**** Input ****
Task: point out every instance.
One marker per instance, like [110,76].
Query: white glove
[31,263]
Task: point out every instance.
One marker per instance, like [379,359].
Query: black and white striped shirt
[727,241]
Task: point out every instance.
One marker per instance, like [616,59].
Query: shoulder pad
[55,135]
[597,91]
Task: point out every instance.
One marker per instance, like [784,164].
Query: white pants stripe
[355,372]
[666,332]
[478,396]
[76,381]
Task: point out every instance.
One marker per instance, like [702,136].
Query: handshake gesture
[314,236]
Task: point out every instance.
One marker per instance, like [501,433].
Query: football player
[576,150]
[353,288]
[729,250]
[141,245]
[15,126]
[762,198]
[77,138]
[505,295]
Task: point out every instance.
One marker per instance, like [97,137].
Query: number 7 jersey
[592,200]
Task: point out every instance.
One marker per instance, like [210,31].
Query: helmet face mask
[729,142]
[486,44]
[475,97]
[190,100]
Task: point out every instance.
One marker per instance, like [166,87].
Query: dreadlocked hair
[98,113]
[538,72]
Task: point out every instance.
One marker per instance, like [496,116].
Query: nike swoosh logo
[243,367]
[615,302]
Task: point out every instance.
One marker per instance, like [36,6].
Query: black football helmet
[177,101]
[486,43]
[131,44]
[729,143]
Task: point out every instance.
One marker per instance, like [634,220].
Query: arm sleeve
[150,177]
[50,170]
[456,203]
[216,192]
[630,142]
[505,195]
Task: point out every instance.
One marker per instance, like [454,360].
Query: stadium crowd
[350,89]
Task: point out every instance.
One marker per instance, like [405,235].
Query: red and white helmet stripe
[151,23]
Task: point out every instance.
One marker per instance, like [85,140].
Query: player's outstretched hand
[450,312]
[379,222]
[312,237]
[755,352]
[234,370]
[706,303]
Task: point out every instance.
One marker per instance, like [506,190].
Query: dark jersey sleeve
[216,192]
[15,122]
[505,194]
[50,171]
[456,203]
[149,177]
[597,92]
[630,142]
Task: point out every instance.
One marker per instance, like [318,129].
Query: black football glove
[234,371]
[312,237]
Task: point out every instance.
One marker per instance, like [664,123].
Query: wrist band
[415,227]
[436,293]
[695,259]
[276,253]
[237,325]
****
Write the material out again in its entirety, exactly as shown.

Task: point out every instance.
One marker per instance, like [110,76].
Query: white glove
[31,263]
Task: point out every instance.
One marker per instance, like [379,359].
Query: black and white striped shirt
[727,241]
Task: point out every instance.
One marker per instance, like [616,59].
Query: shoulder pad
[55,135]
[597,91]
Task: point out every instance.
One marker per instance, like [784,164].
Query: white pants stripe
[355,372]
[666,332]
[478,396]
[76,381]
Task: point out every instance.
One marker per instance, like [702,136].
Query: handshake gesture
[314,236]
Task: point out every instance.
One marker per instance, like [501,433].
Query: football player
[576,150]
[353,288]
[729,250]
[141,245]
[15,126]
[762,198]
[77,138]
[505,295]
Task: point out every instance.
One marker per instance, like [97,137].
Query: number 7 jersey
[592,200]
Task: point out every instance.
One marker per instance, like [210,31].
Query: helmet face mask
[729,142]
[486,44]
[475,97]
[190,100]
Task: point out every instance.
One marker per instance, like [166,87].
Query: dreadlocked hair
[98,113]
[538,72]
Task: point out every instance.
One marker per instance, like [496,116].
Query: nike swoosh logo
[243,367]
[615,302]
Task: point out every instance.
One marker per instance, like [36,6].
Query: black football helmet
[177,101]
[486,43]
[131,44]
[729,143]
Task: point out every instance.
One marker per instance, like [634,220].
Query: arm sleeve
[150,177]
[50,170]
[456,203]
[216,192]
[630,142]
[505,195]
Task: point out every instance.
One marker per instance, like [454,360].
Query: stadium crowd
[350,89]
Task: point out every instance.
One marker per instance, like [405,235].
Query: red and white helmet stripe
[151,23]
Task: point out every instance.
One marker per instance, like [85,140].
Query: player's outstretched hand
[450,312]
[379,222]
[312,237]
[755,352]
[234,370]
[706,303]
Task: point out every instance.
One marker per instance, like [506,190].
Query: dark jersey sleeve
[216,192]
[15,122]
[505,194]
[50,171]
[456,203]
[149,177]
[597,92]
[630,142]
Task: point out every instance.
One marker per instance, like [318,129].
Query: black football glove
[234,371]
[312,237]
Task: point out every instance.
One marker per instance, like [664,123].
Query: wrist band
[415,227]
[436,293]
[695,259]
[276,253]
[237,325]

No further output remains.